Convert every line of the entries below into a numbered list, omitting any blank lines.

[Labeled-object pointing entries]
────────────────────
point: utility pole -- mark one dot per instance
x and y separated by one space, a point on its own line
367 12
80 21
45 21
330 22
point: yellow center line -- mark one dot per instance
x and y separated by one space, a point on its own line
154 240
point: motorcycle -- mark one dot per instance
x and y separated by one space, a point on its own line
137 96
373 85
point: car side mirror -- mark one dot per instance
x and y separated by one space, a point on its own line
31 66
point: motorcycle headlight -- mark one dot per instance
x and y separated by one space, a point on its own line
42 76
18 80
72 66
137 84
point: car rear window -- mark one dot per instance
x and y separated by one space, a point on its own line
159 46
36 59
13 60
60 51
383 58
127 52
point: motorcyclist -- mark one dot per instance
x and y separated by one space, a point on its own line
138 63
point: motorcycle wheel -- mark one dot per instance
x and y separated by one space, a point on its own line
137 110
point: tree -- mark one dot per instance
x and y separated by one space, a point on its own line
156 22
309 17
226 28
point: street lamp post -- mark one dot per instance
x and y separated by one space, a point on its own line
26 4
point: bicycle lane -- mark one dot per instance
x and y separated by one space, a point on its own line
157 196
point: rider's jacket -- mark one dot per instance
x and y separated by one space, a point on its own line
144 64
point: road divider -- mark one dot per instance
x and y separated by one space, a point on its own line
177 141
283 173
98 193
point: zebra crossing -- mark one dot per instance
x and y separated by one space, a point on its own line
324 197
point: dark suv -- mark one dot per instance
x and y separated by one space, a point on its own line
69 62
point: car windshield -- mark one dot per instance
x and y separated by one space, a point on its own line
────────────────────
**Written response:**
1. point: utility pole -- mark one dot per instance
2. x and y separated by one space, a point on its own line
3. 367 12
4. 80 21
5. 45 21
6. 330 22
7. point: yellow center line -- mark one dot per instance
8. x and y separated by one space, a point on its own line
9. 154 240
10. point: motorcycle -- mark one dot per instance
11. x and y separated by one space, a point on its own line
12. 137 96
13. 373 85
14. point: car side mirror -- mark one dot per instance
15. x and y separated by one space, a point on its own line
16. 31 66
17. point: motorcycle headlight -- mark one dot per instance
18. x and y separated by one space, a point on its own line
19. 42 76
20. 18 80
21. 72 66
22. 137 84
23. point: car rear window -- mark one dot per instance
24. x and y separated by one space, a point on its own line
25. 159 46
26. 36 59
27. 13 60
28. 60 51
29. 383 58
30. 127 52
31. point: motorcyclist -- mark one dot per instance
32. x and y separated by one space, a point on its own line
33. 138 63
34. point: motorcycle wheel -- mark one dot per instance
35. x and y separated by one space, a point on its own line
36. 137 110
37. point: tree -- mark one dot per instance
38. x and y separated by one space, a point on its own line
39. 156 22
40. 309 17
41. 226 28
42. point: street lamp post -- mark one dot per instance
43. x and y separated by one space, a point on its own line
44. 26 4
45. point: bicycle lane -- mark one dot per instance
46. x and y separated by one space, a point on its own line
47. 157 196
48. point: rider's jacket -- mark one dot per instance
49. x and y separated by one space, a point on its own line
50. 144 64
51. point: road divider -- mark one dot per instance
52. x and y separated by one space, a point on its own line
53. 177 141
54. 283 173
55. 98 193
56. point: zebra crossing -- mark one dot per instance
57. x and y separated by one space, a point on its own line
58. 324 197
59. point: dark suv -- mark one dot per instance
60. x and y separated by one space, a point on its own line
61. 69 62
62. point: car windshield -- mark one dot per instance
63. x and y separated by one space, a point on its own line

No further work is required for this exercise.